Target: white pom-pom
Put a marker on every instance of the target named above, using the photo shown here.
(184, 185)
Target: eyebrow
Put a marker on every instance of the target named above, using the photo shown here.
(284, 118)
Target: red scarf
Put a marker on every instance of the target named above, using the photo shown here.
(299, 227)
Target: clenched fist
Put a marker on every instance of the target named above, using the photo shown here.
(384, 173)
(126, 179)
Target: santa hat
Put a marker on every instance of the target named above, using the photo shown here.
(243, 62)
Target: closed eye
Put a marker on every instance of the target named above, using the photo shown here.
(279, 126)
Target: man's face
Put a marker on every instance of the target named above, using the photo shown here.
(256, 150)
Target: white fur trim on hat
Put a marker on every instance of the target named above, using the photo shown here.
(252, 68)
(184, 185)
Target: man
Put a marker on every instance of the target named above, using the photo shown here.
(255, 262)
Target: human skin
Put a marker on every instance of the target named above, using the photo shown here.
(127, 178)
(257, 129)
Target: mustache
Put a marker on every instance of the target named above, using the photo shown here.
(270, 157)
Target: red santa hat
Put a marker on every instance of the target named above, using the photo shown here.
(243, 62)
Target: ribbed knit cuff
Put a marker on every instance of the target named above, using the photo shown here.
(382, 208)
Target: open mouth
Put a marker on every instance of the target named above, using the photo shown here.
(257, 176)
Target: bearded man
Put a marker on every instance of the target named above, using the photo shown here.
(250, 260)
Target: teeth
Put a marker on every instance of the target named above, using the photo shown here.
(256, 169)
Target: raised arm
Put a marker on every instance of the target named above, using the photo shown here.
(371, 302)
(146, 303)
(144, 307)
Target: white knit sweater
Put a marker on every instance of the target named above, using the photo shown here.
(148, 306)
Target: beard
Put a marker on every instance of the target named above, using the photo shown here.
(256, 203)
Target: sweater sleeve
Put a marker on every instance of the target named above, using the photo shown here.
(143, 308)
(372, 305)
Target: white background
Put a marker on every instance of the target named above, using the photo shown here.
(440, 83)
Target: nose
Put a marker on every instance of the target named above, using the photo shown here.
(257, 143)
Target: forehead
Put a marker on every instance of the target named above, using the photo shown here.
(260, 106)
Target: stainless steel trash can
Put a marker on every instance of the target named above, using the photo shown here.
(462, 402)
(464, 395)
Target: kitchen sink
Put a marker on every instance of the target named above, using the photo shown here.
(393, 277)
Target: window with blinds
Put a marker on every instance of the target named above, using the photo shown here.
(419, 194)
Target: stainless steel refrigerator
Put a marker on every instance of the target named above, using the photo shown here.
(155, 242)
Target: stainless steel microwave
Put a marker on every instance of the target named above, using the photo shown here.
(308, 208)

::::::::

Look above for the line containing "Target: bearded man"; copy from it through the last line, exactly, and nothing more.

→ **CORRECT OUTPUT**
Target: bearded man
Put a marker on every instance of the target named above, using the photo shown here.
(250, 260)
Target: teeth
Put a marker on every instance of the target named above, using the photo shown here.
(256, 169)
Target: raised arm
Put a marker on every instance of the target named above, using the photo shown here.
(371, 302)
(146, 303)
(144, 307)
Target: white knit sweater
Put a marker on every instance of the target named above, using the photo shown here.
(148, 306)
Target: beard
Put a marker on every instance of the target named above, using the photo shown here.
(256, 203)
Target: sweater sleeve
Put a marker on every instance of the target named above, using the photo shown here.
(143, 308)
(372, 305)
Target: white background
Put a marker on every instance of the target named above, using the photo shown here.
(440, 83)
Target: nose
Put a marker on every instance of the target named above, using the photo shown here.
(257, 143)
Target: forehead
Put a marker on every instance of the target named above, using the photo shown here.
(260, 106)
Target: stainless steel trash can
Put a marker on every instance of the target named above, using the photo shown here.
(462, 402)
(464, 395)
Target: kitchen sink
Put a marker on every instance of the target named above, using the photo shown here.
(393, 277)
Target: window with blinds
Put a marker on every instance of the target named above, using the photo shown here.
(419, 194)
Target: stainless steel refrigerator
Put a marker on every instance of the target named above, using the photo shown here.
(155, 242)
Target: stainless steel microwave
Put a marker on every instance of the target named above, using the photo shown here.
(308, 208)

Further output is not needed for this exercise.